> **Wat gevraagd wordt**:
Citeer letterlijk het stuk uit de tekst over logische misvattingen van "Non-Sequitur (Volgt niet)" tot en met "een gangbaar type.".

*** Aangeleverde tekst ***

Nadat ik verschillende lijsten van logische misvattingen las, heb ik gemerkt dat er tussen hen een “klonteren tegenover splitsen” verschil is. Met andere woorden, sommige lijsten kunnen logische misvattingen definiëren in brede termen die veel verschillende (samenklonteren) specifieke subtypes bevatten. Andere lijsten splitsen de verschillende subtypes in hun eigen misvattingen, zelfs ondanks het feit dat de foutieve logica essentieel dezelfde is, of tenminste zeer gelijkaardig. Ik volg eerder een gecombineerde benadering. I hou vast aan hoofdtypes van logische misvattingen om dan specifieke subtypes eronder te benoemen – die je in andere lijsten als aparte soorten kan terugvinden.

 

Non-Sequitur (Volgt niet)

<em>Een verwijzing naar een argumentatie waarbij de conclusie niet noodzakelijk volgt uit de premissen. Met andere woorden, er wordt een logische connectie verondersteld terwijl er geen is.</em>

Uit Non-sequitur: Non-Sequitur is Latijn voor “volgt niet”. Dit verwijst naar een argumentatie waarbij de conclusie niet noodzakelijk volgt uit de premissen. Met andere woorden, er wordt een logische connectie verondersteld terwijl er geen is. Dit is de meest voorkomende logische misvatting, en eigenlijk veel van de hierna volgende misvattingen, zijn ook non-sequiturs, maar kunnen geïdentificeerd worden als een gangbaar type.

Een non-sequitur wordt bijvoorbeeld dikwijls gebruikt door mensen die proberen te bewijzen dat hun heilige boeken wel van God moeten komen door aan te geven dat bepaalde passages inzichten illustreren die nu door de moderne wetenschappen worden bevestigd, terwijl de mensen die toen leefden dat onmogelijk konden weten. Een voorbeeld dat ik vorige week op televisie hoorde was dat de bijbel en de koran voor jongens besnijdenis aanprijzen en dat er nu wetenschappelijk bewijs zou zijn dat dit een medisch verantwoorde ingreep is.

*** Getoonde gegevens ***

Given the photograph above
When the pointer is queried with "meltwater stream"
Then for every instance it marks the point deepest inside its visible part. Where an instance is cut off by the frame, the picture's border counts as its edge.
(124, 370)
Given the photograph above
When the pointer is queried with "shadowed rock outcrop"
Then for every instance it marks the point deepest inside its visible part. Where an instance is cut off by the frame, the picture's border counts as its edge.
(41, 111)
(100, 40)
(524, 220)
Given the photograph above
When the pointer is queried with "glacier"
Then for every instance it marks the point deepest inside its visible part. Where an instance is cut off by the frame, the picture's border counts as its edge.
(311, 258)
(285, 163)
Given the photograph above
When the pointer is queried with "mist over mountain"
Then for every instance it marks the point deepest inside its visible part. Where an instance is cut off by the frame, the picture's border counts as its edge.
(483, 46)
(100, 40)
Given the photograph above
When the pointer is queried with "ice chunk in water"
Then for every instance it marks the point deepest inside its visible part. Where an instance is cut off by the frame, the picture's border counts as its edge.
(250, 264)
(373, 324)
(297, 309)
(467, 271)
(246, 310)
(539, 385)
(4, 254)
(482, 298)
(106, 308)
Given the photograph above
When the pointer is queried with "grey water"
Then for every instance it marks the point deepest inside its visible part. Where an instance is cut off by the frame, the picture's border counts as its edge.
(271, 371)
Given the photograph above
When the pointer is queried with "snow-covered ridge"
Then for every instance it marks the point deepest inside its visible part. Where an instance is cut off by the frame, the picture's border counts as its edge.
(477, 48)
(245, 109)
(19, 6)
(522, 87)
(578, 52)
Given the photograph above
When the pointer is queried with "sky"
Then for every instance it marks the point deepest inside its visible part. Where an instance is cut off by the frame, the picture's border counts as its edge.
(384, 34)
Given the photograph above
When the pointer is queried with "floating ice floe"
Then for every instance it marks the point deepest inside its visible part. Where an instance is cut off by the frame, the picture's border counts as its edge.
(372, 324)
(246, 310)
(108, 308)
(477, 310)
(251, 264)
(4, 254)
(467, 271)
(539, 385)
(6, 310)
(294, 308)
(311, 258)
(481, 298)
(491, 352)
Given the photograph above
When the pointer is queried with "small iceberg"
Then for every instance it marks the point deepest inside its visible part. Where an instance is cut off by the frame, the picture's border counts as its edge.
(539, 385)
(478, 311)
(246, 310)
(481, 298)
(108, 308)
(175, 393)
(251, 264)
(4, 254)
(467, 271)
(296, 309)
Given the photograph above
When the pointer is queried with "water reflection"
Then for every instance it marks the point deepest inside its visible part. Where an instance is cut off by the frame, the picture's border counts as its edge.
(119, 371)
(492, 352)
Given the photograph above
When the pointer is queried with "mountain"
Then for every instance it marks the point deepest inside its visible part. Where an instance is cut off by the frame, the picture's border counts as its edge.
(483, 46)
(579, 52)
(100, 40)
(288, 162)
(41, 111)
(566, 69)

***

> **Jouw antwoord**:
Non-Sequitur (Volgt niet)

<em>Een verwijzing naar een argumentatie waarbij de conclusie niet noodzakelijk volgt uit de premissen. Met andere woorden, er wordt een logische connectie verondersteld terwijl er geen is.</em>

Uit Non-sequitur: Non-Sequitur is Latijn voor “volgt niet”. Dit verwijst naar een argumentatie waarbij de conclusie niet noodzakelijk volgt uit de premissen. Met andere woorden, er wordt een logische connectie verondersteld terwijl er geen is. Dit is de meest voorkomende logische misvatting, en eigenlijk veel van de hierna volgende misvattingen, zijn ook non-sequiturs, maar kunnen geïdentificeerd worden als een gangbaar type.